**JOB**
Rewrite the rows below with "dot" in place of each "marker", changing nothing else.

----------------------------------------

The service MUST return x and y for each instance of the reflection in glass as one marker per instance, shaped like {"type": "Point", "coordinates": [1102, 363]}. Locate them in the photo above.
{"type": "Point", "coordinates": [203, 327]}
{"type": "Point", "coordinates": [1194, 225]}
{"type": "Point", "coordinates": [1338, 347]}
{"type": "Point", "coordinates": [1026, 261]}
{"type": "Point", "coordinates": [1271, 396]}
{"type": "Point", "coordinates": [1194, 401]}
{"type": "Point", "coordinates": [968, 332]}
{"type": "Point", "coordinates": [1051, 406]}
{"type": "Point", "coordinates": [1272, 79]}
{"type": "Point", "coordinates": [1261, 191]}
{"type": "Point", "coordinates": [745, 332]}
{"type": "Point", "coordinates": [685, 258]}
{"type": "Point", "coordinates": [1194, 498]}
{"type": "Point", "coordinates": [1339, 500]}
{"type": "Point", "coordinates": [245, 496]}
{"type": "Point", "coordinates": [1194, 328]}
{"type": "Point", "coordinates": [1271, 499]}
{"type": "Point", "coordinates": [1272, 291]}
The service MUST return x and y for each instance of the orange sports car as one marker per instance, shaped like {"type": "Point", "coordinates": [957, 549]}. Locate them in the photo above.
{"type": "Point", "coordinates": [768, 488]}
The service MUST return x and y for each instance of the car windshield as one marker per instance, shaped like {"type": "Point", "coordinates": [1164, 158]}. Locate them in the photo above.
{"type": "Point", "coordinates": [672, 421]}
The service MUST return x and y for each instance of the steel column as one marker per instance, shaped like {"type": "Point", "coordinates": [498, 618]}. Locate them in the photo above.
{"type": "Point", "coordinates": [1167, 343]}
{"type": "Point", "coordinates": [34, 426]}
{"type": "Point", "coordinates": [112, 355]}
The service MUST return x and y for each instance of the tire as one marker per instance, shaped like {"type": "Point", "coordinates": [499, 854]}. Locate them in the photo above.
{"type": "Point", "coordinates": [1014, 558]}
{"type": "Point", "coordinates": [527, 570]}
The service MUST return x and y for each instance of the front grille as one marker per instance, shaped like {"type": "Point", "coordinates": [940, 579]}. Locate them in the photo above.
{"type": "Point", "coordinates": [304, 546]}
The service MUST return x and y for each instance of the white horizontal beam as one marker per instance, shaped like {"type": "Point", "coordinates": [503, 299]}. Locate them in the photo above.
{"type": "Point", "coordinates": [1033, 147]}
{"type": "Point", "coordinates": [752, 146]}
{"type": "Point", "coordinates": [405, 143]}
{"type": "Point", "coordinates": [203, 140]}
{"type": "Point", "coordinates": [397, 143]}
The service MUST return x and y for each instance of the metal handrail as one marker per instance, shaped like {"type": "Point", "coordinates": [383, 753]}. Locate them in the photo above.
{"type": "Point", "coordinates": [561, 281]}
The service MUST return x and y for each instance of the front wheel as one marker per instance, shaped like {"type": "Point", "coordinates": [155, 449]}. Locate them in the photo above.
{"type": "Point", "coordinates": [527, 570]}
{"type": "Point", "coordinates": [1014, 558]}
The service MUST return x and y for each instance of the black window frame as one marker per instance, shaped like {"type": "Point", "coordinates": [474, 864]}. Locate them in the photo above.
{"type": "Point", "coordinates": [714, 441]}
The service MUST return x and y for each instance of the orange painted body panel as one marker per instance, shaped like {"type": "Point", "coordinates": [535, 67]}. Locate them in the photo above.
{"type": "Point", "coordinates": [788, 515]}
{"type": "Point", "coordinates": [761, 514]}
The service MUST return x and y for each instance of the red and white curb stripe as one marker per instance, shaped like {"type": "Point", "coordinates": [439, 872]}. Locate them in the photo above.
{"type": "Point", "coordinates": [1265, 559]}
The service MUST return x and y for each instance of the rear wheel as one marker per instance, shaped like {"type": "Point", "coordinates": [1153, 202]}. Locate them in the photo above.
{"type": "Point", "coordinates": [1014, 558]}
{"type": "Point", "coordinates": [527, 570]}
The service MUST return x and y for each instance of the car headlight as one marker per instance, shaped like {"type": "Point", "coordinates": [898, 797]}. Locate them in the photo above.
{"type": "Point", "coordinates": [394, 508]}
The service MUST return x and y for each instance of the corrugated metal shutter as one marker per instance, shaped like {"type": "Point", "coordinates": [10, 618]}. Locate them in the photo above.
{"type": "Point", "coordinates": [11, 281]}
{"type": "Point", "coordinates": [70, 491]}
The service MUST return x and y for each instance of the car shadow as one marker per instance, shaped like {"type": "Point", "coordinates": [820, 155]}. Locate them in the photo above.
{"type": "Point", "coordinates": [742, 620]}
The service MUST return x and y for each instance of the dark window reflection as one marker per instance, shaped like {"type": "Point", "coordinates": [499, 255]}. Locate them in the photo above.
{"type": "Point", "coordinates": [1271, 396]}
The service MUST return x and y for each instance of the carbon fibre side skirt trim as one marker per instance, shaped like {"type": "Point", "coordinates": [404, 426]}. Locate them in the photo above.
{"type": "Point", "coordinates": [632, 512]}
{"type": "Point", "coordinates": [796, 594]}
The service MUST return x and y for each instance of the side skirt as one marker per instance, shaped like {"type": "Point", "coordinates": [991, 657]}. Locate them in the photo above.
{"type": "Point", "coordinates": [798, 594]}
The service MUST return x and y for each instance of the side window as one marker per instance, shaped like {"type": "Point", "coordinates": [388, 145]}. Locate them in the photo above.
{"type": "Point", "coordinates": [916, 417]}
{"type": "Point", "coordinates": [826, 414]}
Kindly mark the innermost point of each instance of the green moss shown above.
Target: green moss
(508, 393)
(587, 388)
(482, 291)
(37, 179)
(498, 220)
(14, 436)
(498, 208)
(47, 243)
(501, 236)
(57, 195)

----------------------------------------

**RESULT OF THE TASK**
The service MUST return x and y for each instance of the reflection in glass as one dot per instance, shaped like {"type": "Point", "coordinates": [1102, 363]}. Locate them in the photo above.
{"type": "Point", "coordinates": [203, 327]}
{"type": "Point", "coordinates": [1194, 225]}
{"type": "Point", "coordinates": [1338, 347]}
{"type": "Point", "coordinates": [1026, 261]}
{"type": "Point", "coordinates": [1271, 396]}
{"type": "Point", "coordinates": [1194, 401]}
{"type": "Point", "coordinates": [968, 332]}
{"type": "Point", "coordinates": [1051, 406]}
{"type": "Point", "coordinates": [1272, 79]}
{"type": "Point", "coordinates": [1261, 191]}
{"type": "Point", "coordinates": [745, 332]}
{"type": "Point", "coordinates": [685, 258]}
{"type": "Point", "coordinates": [1194, 498]}
{"type": "Point", "coordinates": [1339, 500]}
{"type": "Point", "coordinates": [245, 496]}
{"type": "Point", "coordinates": [1194, 328]}
{"type": "Point", "coordinates": [1271, 499]}
{"type": "Point", "coordinates": [1272, 291]}
The service MUST return x and y for each instance of the orange sports car as one dot per instance, shaped like {"type": "Point", "coordinates": [957, 549]}. Locate them in the photo above.
{"type": "Point", "coordinates": [768, 488]}
The service MUST return x and y for each instance of the car windshield as one dot per instance, shaped like {"type": "Point", "coordinates": [1164, 158]}. Locate them in the photo above.
{"type": "Point", "coordinates": [672, 421]}
The service MUST return x and y for each instance of the steel column as one dot per instance, shaped like {"type": "Point", "coordinates": [498, 618]}. Locate them in the photo above.
{"type": "Point", "coordinates": [1167, 343]}
{"type": "Point", "coordinates": [34, 426]}
{"type": "Point", "coordinates": [112, 355]}
The service MUST return x and y for each instance of the tire as one dot per instance, shaped like {"type": "Point", "coordinates": [499, 854]}. Locate them in the photo above.
{"type": "Point", "coordinates": [1014, 558]}
{"type": "Point", "coordinates": [527, 570]}
The service MUST return x and y for each instance of the front grille as one dot per instance, shaped like {"type": "Point", "coordinates": [940, 579]}. Locate them in the photo above.
{"type": "Point", "coordinates": [304, 546]}
The service MUST return x and y for each instance of the white horizontal beam as one dot per instance, shaped like {"type": "Point", "coordinates": [503, 299]}. Locate them in the photo above.
{"type": "Point", "coordinates": [1033, 147]}
{"type": "Point", "coordinates": [752, 146]}
{"type": "Point", "coordinates": [405, 143]}
{"type": "Point", "coordinates": [203, 140]}
{"type": "Point", "coordinates": [397, 143]}
The service MUST return x and y for each instance of the metal handrail as one dot per instance, shaped like {"type": "Point", "coordinates": [383, 753]}. Locate them in the photo above.
{"type": "Point", "coordinates": [561, 281]}
The service MUST return x and y for each instance of the front wheel as one dot per instance, shaped like {"type": "Point", "coordinates": [155, 449]}. Locate them in the photo above.
{"type": "Point", "coordinates": [527, 570]}
{"type": "Point", "coordinates": [1014, 558]}
The service MUST return x and y for each instance of the black window frame as one dot per instance, shaped like {"type": "Point", "coordinates": [474, 864]}. Locate them in the photo above.
{"type": "Point", "coordinates": [714, 441]}
The service MUST return x and y for each instance of the orange painted body panel as one dot per instance, shaped like {"type": "Point", "coordinates": [535, 67]}. Locate them in the photo above.
{"type": "Point", "coordinates": [788, 515]}
{"type": "Point", "coordinates": [761, 514]}
The service MUST return x and y for each instance of the red and white curb stripe as one dot per instance, shaped like {"type": "Point", "coordinates": [439, 872]}. Locate them in the photo above.
{"type": "Point", "coordinates": [1265, 559]}
The service MUST return x and y for each instance of the rear wheel as one dot per instance, shaped like {"type": "Point", "coordinates": [1153, 202]}. Locate them in the photo above.
{"type": "Point", "coordinates": [1014, 558]}
{"type": "Point", "coordinates": [527, 570]}
The service MUST return x and y for each instance of the car headlight as one dot per instance, shaped like {"type": "Point", "coordinates": [898, 797]}. Locate them in the photo above.
{"type": "Point", "coordinates": [394, 508]}
The service MUST return x and y for each instance of the corrugated metal shutter as one dot per instance, shaped like {"type": "Point", "coordinates": [10, 618]}. Locate them in the photo above.
{"type": "Point", "coordinates": [11, 281]}
{"type": "Point", "coordinates": [70, 491]}
The service MUST return x and y for each instance of the car shadow as one dot per instance, shaped like {"type": "Point", "coordinates": [820, 155]}. Locate them in the photo above.
{"type": "Point", "coordinates": [742, 620]}
The service MUST return x and y for each instance of the dark window reflection as one dot per instance, shaped like {"type": "Point", "coordinates": [499, 255]}. Locate them in the photo above.
{"type": "Point", "coordinates": [1271, 396]}
The service MUST return x and y for each instance of the carbon fibre side skirt trim as one dot per instance, shaped like {"type": "Point", "coordinates": [404, 426]}. Locate them in the photo above.
{"type": "Point", "coordinates": [632, 512]}
{"type": "Point", "coordinates": [796, 594]}
The service MUST return x and y for each instance of the side skirt as one dot per instance, shaped like {"type": "Point", "coordinates": [991, 657]}. Locate them in the photo above.
{"type": "Point", "coordinates": [798, 594]}
The service MUST return x and y for each instance of the side window as one dot per instance, shaped like {"type": "Point", "coordinates": [388, 145]}. Locate them in the photo above.
{"type": "Point", "coordinates": [916, 417]}
{"type": "Point", "coordinates": [826, 414]}
Kindly mark the innermost point of each instance of the green moss shown above.
Target: green moss
(508, 393)
(587, 388)
(482, 291)
(37, 179)
(498, 220)
(14, 436)
(498, 208)
(47, 243)
(501, 236)
(57, 195)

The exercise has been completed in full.